Para o empresário, vale a pena redefinir o lucro para produzir produtos e serviços que melhorem a vida das pessoas e preservem o meio ambiente. “Na verdade, não abrimos mão do lucro, apenas definimos o lucro como uma consequência do nosso trabalho e não como uma meta a ser buscada. O lucro continua sendo importante para que se possa fazer investimentos e continuar nossa caminhada, mas ele não pode se sobrepor a questões que geram impactos negativos a outras pessoas”, conclui.
Foto: Igor Sperotto
Imposição de mercadorias, marketing e relações de consumo
As crianças têm uma longa história como consumidoras, especialmente de literatura e vestuário. O escritor norte-americano Bernard Mergen afirma que em 1870 os brinquedos já eram usados para simbolizar posição social. No entanto, o consumo era modesto em comparação com o trabalho, as brincadeiras, o lazer, a escola, ao contrário do que acontece hoje. “As horas de ócio estão preenchidas pelo marketing, que substituiu as sociabilidades não estruturadas, e muito do que as crianças realizam durante seus momentos de lazer diz respeito a mercadorias e suas relações de consumo.
O poder de compra das crianças explodiu, uma vez que elas passam o dia comprando ou vendo mais televisão”, afirma Juliet Schor. No livro Nascidos para comprar, ela constata que propaganda e o marketing deliberadamente influenciam as crianças para que se tornem consumidores autônomos e com mais autoridade graças a uma inversão da antiga fórmula válida na década de 1920, que vendia produtos infantis por meio de uma aliança com as mães. “A nova regra é que crianças e marqueteiros unam as forças para convencer os pais a gastar mais dinheiro”. Atualmente, as crianças estão imersas em um ambiente de consumo tão intenso que torna insignificante qualquer experiência mercadológica de épocas anteriores.

• Tarefas do exercício:
1. Indique se cada afirmação abaixo está de acordo com o trecho apresentado, respondendo sim ou não e citando literalmente as palavras do trecho que decidem a questão.
(a) Segundo Bernard Mergen, em 1870 os brinquedos já serviam para simbolizar posição social.
(b) O empresário declara que sua empresa abriu mão do lucro.
(c) A fórmula válida na década de 1920 vendia produtos infantis por meio de uma aliança com as crianças.
2. Transcreva sem alterações a parte do trecho apresentado que começa em "O poder de compra" e termina em "de épocas anteriores.".

• Linhas fornecidas:
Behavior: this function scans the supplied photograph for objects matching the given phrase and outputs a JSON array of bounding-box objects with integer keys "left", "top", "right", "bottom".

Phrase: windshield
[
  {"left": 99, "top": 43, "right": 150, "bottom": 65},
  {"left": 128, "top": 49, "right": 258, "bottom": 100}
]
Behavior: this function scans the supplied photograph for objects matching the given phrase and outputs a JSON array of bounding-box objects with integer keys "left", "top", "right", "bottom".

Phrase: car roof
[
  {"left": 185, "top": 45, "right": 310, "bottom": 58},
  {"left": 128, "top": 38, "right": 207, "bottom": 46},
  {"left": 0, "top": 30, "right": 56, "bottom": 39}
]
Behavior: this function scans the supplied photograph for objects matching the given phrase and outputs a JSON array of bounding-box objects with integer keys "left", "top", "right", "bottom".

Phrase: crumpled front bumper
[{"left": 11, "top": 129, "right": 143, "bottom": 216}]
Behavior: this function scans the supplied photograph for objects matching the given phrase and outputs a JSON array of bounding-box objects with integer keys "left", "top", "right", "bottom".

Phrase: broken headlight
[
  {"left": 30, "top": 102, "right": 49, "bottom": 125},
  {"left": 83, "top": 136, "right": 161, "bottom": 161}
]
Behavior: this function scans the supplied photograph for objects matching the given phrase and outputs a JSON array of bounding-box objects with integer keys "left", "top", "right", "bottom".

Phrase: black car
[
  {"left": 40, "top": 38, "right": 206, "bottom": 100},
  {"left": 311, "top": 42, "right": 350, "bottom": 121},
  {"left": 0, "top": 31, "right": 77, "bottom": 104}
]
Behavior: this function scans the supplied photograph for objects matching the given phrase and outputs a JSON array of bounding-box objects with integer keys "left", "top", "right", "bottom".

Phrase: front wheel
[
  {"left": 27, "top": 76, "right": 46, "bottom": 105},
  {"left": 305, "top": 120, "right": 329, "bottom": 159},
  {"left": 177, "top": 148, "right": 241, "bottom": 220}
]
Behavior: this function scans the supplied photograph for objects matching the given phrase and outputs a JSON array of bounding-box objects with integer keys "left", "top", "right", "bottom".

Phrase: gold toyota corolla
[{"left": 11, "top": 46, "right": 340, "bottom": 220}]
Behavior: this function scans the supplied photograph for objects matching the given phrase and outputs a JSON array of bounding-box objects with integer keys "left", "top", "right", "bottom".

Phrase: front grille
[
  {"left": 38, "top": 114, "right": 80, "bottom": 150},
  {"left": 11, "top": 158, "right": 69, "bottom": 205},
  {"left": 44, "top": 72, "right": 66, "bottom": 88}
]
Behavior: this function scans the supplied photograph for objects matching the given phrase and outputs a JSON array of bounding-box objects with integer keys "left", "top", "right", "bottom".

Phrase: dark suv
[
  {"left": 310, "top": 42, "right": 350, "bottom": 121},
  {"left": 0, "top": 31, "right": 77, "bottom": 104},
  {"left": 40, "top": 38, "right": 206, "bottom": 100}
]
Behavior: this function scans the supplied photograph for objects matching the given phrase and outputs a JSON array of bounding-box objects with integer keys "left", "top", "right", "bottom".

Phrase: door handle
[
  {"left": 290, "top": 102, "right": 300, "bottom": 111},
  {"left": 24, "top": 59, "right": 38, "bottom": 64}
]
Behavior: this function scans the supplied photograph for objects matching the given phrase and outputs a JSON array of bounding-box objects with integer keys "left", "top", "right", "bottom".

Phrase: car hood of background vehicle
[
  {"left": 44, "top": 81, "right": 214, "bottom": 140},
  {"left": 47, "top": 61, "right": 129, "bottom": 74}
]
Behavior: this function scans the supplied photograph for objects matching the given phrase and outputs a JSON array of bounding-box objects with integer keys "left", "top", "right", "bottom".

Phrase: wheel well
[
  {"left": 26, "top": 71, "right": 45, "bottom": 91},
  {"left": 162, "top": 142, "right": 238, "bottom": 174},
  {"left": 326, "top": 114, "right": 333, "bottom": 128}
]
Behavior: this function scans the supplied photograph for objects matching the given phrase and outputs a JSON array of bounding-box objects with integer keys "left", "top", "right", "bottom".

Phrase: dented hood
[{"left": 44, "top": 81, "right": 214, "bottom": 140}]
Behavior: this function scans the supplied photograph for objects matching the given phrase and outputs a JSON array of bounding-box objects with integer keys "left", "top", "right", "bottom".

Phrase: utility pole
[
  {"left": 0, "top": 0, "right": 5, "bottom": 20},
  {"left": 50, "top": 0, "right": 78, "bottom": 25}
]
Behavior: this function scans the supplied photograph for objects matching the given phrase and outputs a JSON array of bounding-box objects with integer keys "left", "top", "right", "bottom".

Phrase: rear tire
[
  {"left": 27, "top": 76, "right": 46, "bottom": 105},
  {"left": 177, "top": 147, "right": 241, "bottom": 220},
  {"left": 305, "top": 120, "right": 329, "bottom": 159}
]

• Respostas dadas:
1.
(a) Sim: "O escritor norte-americano Bernard Mergen afirma que em 1870 os brinquedos já eram usados para simbolizar posição social."
(b) Não: "Na verdade, não abrimos mão do lucro, apenas definimos o lucro como uma consequência do nosso trabalho e não como uma meta a ser buscada."
(c) Não: "que vendia produtos infantis por meio de uma aliança com as mães."

2.
O poder de compra das crianças explodiu, uma vez que elas passam o dia comprando ou vendo mais televisão”, afirma Juliet Schor. No livro Nascidos para comprar, ela constata que propaganda e o marketing deliberadamente influenciam as crianças para que se tornem consumidores autônomos e com mais autoridade graças a uma inversão da antiga fórmula válida na década de 1920, que vendia produtos infantis por meio de uma aliança com as mães. “A nova regra é que crianças e marqueteiros unam as forças para convencer os pais a gastar mais dinheiro”. Atualmente, as crianças estão imersas em um ambiente de consumo tão intenso que torna insignificante qualquer experiência mercadológica de épocas anteriores.